Gather every line of the records below that contains the string "annotator", and copy each such line in full.

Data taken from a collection
========================================

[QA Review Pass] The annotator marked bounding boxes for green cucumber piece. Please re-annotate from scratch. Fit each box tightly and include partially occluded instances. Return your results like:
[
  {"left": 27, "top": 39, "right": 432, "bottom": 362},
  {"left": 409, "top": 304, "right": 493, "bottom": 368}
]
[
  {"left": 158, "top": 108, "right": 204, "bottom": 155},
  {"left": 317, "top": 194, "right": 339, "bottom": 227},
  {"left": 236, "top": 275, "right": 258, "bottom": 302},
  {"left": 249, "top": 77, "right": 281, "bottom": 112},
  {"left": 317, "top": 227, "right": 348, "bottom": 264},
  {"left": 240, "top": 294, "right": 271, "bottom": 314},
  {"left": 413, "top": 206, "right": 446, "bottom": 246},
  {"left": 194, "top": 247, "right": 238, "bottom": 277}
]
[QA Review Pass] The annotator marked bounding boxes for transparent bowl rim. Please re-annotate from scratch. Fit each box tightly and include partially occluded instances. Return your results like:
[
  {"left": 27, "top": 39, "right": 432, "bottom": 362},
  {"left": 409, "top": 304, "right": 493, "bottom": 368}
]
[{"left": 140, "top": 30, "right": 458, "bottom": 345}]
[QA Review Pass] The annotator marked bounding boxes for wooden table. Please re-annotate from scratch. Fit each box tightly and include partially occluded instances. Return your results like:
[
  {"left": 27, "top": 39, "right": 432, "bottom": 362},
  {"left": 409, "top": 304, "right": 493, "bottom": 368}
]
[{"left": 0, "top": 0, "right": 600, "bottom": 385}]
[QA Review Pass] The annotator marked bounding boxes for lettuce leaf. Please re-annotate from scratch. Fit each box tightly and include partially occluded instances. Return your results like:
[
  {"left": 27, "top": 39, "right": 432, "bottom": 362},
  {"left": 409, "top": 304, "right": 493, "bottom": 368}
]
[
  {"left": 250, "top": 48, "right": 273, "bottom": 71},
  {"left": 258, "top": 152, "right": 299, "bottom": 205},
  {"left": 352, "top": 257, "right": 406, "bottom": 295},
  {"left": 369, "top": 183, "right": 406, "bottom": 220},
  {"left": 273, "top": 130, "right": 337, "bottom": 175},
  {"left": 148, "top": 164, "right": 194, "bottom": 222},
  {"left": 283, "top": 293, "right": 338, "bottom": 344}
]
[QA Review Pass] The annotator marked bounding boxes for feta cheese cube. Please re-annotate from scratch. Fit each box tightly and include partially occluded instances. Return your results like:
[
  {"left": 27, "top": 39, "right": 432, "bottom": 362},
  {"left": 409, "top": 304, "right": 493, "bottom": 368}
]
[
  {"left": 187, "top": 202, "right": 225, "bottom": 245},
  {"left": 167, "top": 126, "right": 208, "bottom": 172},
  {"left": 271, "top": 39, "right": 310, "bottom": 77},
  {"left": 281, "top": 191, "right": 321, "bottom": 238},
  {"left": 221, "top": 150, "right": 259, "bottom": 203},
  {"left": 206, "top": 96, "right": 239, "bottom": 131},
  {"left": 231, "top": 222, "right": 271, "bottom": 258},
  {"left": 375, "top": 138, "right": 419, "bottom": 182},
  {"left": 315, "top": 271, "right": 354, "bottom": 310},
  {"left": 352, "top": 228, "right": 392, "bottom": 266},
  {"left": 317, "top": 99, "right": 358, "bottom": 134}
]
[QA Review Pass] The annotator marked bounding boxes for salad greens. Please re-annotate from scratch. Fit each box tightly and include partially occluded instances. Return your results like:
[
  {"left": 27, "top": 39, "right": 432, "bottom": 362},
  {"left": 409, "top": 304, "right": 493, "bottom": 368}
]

========================================

- [Reply to the task]:
[QA Review Pass] The annotator marked bounding boxes for green cucumber piece. Please re-annotate from scratch. Fit each box tightly and include partially occluded instances. Return your results like:
[QA Review Pass] The annotator marked bounding boxes for transparent bowl rim. Please re-annotate from scratch. Fit each box tightly and include partially occluded instances. Return your results like:
[QA Review Pass] The annotator marked bounding boxes for wooden table. Please re-annotate from scratch. Fit each box tightly and include partially occluded instances. Return your results like:
[QA Review Pass] The annotator marked bounding boxes for lettuce leaf. Please re-annotate from scratch. Fit each box tightly and include partially occluded instances. Return your results like:
[QA Review Pass] The annotator marked bounding boxes for feta cheese cube. Please re-annotate from scratch. Fit each box tightly and include partially occluded instances. Return your results like:
[QA Review Pass] The annotator marked bounding boxes for salad greens. Please re-annotate from scratch. Fit each box tightly and include partially occluded instances. Return your results like:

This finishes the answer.